RECORDS SHOWN —

** Start **

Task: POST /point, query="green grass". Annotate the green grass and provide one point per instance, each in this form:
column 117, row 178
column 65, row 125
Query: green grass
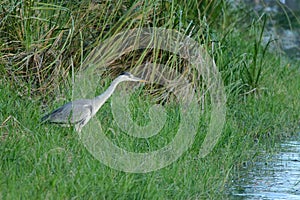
column 51, row 41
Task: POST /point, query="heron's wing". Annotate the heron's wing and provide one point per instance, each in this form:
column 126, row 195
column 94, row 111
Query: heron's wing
column 72, row 112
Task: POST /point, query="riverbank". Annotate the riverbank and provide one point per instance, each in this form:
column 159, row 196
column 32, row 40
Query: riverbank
column 48, row 42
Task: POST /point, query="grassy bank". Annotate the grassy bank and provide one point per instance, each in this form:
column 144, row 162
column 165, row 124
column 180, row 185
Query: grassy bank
column 44, row 44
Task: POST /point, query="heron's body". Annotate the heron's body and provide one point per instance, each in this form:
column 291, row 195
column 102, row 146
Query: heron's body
column 79, row 112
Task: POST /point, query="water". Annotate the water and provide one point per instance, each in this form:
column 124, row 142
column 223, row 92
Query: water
column 283, row 26
column 273, row 177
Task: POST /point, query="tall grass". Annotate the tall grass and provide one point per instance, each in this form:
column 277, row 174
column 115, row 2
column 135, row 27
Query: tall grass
column 44, row 44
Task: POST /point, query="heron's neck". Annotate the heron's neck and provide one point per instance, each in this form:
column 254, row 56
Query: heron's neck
column 102, row 98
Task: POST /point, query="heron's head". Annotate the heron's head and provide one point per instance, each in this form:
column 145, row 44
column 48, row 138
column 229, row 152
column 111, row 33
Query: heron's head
column 126, row 76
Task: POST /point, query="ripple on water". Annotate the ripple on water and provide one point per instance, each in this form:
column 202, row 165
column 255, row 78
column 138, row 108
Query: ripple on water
column 274, row 177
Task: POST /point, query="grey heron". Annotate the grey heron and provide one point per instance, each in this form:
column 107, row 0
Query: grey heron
column 80, row 111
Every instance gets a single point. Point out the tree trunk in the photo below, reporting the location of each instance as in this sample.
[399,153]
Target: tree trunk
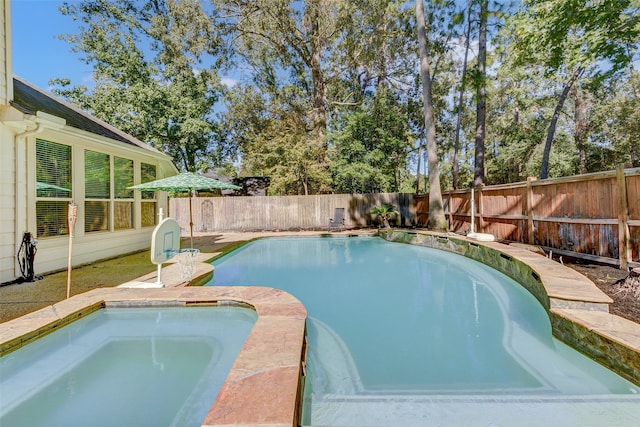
[481,107]
[544,172]
[580,128]
[455,170]
[437,219]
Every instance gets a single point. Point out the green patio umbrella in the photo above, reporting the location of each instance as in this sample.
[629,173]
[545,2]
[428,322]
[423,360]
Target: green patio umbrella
[186,181]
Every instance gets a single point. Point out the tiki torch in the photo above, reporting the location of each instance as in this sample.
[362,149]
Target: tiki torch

** End **

REQUIRED TASK —
Copy every record above word for word, leaving out the pictures.

RESULT OF THE TASK —
Task: POST /point, query="green grass". Annotate the green grass and provide one point per instance, each in this form:
column 117, row 178
column 65, row 125
Query: green grass
column 51, row 41
Task: POST /point, query="heron's wing". Annotate the heron's wing and provide one point per instance, each in this form:
column 126, row 195
column 94, row 111
Query: heron's wing
column 72, row 112
Task: POST /point, query="riverbank". Annotate the riverbank and provide one point per instance, each in this form:
column 159, row 196
column 32, row 40
Query: riverbank
column 48, row 42
Task: POST /point, query="grassy bank". Annotate the grassy bank and provide one point per instance, each in this form:
column 144, row 162
column 165, row 124
column 180, row 185
Query: grassy bank
column 44, row 44
Task: POST /point, query="heron's body". Annotate the heron's body and provide one point per instance, each in this form:
column 291, row 195
column 102, row 146
Query: heron's body
column 79, row 112
Task: POST /point, query="water". Annotate the water and provide one point per instance, each in this form:
column 124, row 142
column 223, row 92
Query: water
column 283, row 26
column 273, row 177
Task: POST /point, query="tall grass". Annotate the tall grass and provide one point per instance, each in this form:
column 277, row 174
column 115, row 2
column 135, row 27
Query: tall grass
column 44, row 44
Task: POST /point, query="heron's neck". Annotate the heron's neck and provide one point per instance, each in this form:
column 254, row 56
Query: heron's neck
column 102, row 98
Task: POST /point, query="heron's head". Annotate the heron's head and provide one point per instance, each in this form:
column 145, row 44
column 48, row 138
column 229, row 152
column 111, row 33
Query: heron's head
column 126, row 76
Task: POST /point, query="ripple on water". Annotate the ripple on water and provide one point per instance, each in this form:
column 202, row 165
column 255, row 78
column 138, row 108
Query: ripple on water
column 274, row 177
Task: POST /point, query="grey heron". Annotate the grey heron and provide one point per instance, each in this form:
column 107, row 0
Query: grey heron
column 80, row 111
Every instance gets a single point. Point out the tree trunk in the photo below, reporting the location of each instance as in this sample.
[399,153]
Target: tree trunk
[481,107]
[544,172]
[580,128]
[455,170]
[437,219]
Every instance gets a single point. Point out the green patio umbrella in the photo above, reporting the location of each instance as in this sample.
[629,173]
[545,2]
[428,322]
[423,360]
Target: green patio umbrella
[186,181]
Every instance gets a single point. Point out the tiki torch in the photo above, reporting the location of each instance as in this sample.
[362,149]
Target: tiki torch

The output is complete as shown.